Objective
Quote every one of the entries below word for word, without the pictures.

Data provided
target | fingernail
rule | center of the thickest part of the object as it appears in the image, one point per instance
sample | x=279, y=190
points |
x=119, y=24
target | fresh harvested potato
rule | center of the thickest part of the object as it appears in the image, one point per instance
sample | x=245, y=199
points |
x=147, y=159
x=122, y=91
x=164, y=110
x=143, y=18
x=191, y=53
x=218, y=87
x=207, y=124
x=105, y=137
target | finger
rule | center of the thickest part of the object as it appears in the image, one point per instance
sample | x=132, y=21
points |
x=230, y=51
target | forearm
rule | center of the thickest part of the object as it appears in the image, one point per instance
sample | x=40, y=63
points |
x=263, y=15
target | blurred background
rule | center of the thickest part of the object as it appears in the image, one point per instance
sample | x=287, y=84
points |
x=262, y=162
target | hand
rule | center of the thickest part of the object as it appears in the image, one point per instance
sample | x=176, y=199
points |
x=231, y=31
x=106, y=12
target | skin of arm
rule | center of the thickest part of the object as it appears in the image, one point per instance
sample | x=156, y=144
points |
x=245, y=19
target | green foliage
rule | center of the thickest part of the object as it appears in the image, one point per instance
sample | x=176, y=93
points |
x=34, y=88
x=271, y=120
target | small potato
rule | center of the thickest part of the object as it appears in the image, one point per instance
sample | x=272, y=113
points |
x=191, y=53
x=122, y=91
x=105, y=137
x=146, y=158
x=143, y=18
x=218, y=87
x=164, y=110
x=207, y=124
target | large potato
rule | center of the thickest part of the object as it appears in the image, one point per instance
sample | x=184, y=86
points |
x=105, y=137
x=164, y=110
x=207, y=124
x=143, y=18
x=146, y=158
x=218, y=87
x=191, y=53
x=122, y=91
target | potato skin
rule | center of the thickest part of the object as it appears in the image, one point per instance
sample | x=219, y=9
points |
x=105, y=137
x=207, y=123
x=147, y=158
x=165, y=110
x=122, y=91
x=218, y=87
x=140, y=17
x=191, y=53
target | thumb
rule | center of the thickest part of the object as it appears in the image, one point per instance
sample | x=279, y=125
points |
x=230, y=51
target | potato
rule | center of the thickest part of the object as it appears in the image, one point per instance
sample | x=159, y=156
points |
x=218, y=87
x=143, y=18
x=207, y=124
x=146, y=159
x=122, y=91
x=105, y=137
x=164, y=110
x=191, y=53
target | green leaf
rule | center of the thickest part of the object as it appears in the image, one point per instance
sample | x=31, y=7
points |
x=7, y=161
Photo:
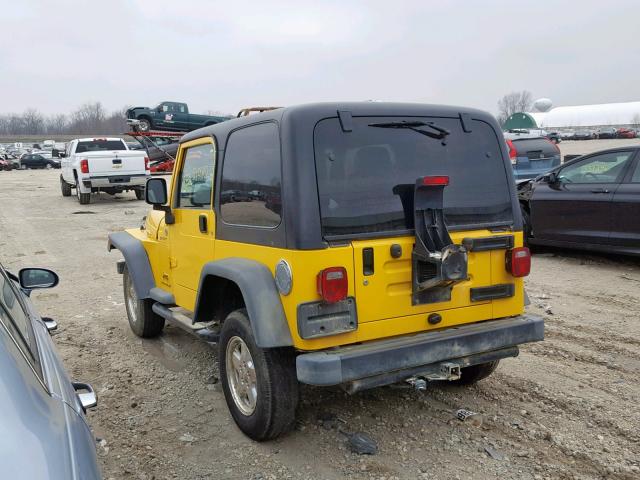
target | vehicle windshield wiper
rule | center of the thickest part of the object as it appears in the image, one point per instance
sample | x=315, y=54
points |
x=442, y=132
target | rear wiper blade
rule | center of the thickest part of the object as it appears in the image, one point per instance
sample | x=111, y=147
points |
x=442, y=132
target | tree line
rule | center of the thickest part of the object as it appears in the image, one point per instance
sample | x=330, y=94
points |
x=90, y=118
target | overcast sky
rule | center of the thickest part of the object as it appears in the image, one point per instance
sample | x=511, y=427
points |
x=56, y=55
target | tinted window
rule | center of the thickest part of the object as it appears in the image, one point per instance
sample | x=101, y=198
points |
x=636, y=174
x=251, y=191
x=100, y=145
x=13, y=315
x=196, y=178
x=604, y=168
x=541, y=145
x=364, y=175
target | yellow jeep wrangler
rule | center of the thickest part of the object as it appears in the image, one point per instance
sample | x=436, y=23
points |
x=352, y=244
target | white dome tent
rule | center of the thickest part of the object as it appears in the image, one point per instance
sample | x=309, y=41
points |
x=606, y=114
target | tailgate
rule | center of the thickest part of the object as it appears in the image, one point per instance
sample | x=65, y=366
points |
x=384, y=291
x=115, y=162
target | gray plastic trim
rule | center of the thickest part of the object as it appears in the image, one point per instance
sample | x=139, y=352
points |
x=261, y=298
x=137, y=261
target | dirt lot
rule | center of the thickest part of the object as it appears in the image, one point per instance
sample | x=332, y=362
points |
x=566, y=408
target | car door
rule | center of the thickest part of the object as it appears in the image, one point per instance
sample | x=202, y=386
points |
x=625, y=210
x=192, y=235
x=576, y=208
x=46, y=415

Output
target | fingernail
rule | center of the thickest part of the object as it appears in the image, one point per instance
sample | x=279, y=190
points |
x=119, y=24
target | fresh harvested potato
rule | center of the thickest part of the object as it appears in the image, one point per instance
sample | x=245, y=199
points |
x=147, y=159
x=122, y=91
x=164, y=110
x=143, y=18
x=191, y=53
x=218, y=87
x=207, y=124
x=105, y=137
target | finger
rule | center of the thickest part of the object as it appears in the image, one point per instance
sample | x=132, y=21
points |
x=230, y=51
target | forearm
rule | center of the thickest part of the object as it appears in the image, one point per instance
sample | x=40, y=63
points |
x=263, y=15
target | blurred background
rule | center of the thickest part of the object as it appears in the image, one point per instance
sample | x=287, y=84
points |
x=262, y=162
target | hand
rule | center of the thickest part of the object as it appears in the image, one point per instance
sample | x=176, y=199
points |
x=231, y=31
x=106, y=12
target | skin of arm
rule | center of the thickest part of the object as it appears in the image, one point per instance
sample | x=156, y=144
points |
x=245, y=19
target | green foliage
rule | center of the thickest part of the object as it appears in the image, one point per instance
sample | x=176, y=93
points |
x=34, y=88
x=271, y=120
target | small potato
rule | center of the thickest part of the object as it appears in the image, one point per instance
sample | x=272, y=113
points |
x=191, y=53
x=122, y=91
x=105, y=137
x=146, y=158
x=143, y=18
x=218, y=87
x=164, y=110
x=207, y=124
target | large potato
rule | center of the thickest part of the object as it appears in the image, one point per instance
sample | x=184, y=86
points |
x=105, y=137
x=164, y=110
x=207, y=124
x=143, y=18
x=146, y=158
x=218, y=87
x=191, y=53
x=122, y=91
target | potato skin
rule | center of the thickest part of the object as it appears in the image, one point per instance
sample | x=219, y=9
points |
x=105, y=137
x=207, y=123
x=147, y=158
x=165, y=110
x=122, y=91
x=218, y=87
x=140, y=17
x=191, y=53
target | thumb
rule | center of the thickest part of the object as it appears in the image, one point per instance
sample | x=279, y=125
points |
x=230, y=51
target | potato
rule | center of the thickest part of the object as it appears in the image, one point per instance
sample | x=159, y=156
points |
x=218, y=87
x=143, y=18
x=207, y=124
x=146, y=159
x=122, y=91
x=105, y=137
x=164, y=110
x=191, y=53
target | green leaf
rule | center of the thickest part of the object as it appears in the image, one point per instance
sample | x=31, y=7
points |
x=7, y=161
Photo:
target | vehicle windshield wiper
rule | center of the thickest part of the object as it appears in the image, one point per instance
sample | x=315, y=54
points |
x=442, y=132
target | rear wiper blade
rule | center of the thickest part of the object as it appears in the image, one point per instance
sample | x=111, y=147
points |
x=442, y=132
target | tree line
rule | center of the thickest part of the object as it appears in the image, one point per instance
sample | x=330, y=94
points |
x=90, y=118
target | overcast sky
rule | center of the thickest part of the object as it appears in the image, one point per instance
sample | x=511, y=427
points |
x=56, y=55
target | tinted window
rule | center of the thickest part of the object as it appears in the image, one point per instance
sample | x=101, y=198
points |
x=636, y=174
x=251, y=191
x=100, y=145
x=13, y=315
x=196, y=178
x=604, y=168
x=541, y=145
x=364, y=175
target | yellow jeep wrangler
rule | center of the thickest part of the object as it appears in the image, one point per instance
sample | x=436, y=23
points |
x=352, y=244
target | white dome tent
rule | center of the thickest part of the object as it appears in the image, one point per instance
sample | x=309, y=41
points |
x=606, y=114
target | tailgate
rule | center of the thickest part of the object as it appears in the image, one point per instance
sample | x=65, y=366
points |
x=384, y=291
x=115, y=162
target | gray plastic trim
rule | center of the thickest part of the object as it appears in the image, one point per instance
sample | x=139, y=352
points |
x=261, y=298
x=137, y=261
target | dirt lot
rule | center of the thickest part of the object as it appears in the image, one point per instance
sample | x=332, y=362
points |
x=566, y=408
target | car door
rule | center of the thickest part of the object as it appears in the image, one point per instance
sample | x=202, y=386
points |
x=625, y=210
x=192, y=235
x=576, y=208
x=46, y=415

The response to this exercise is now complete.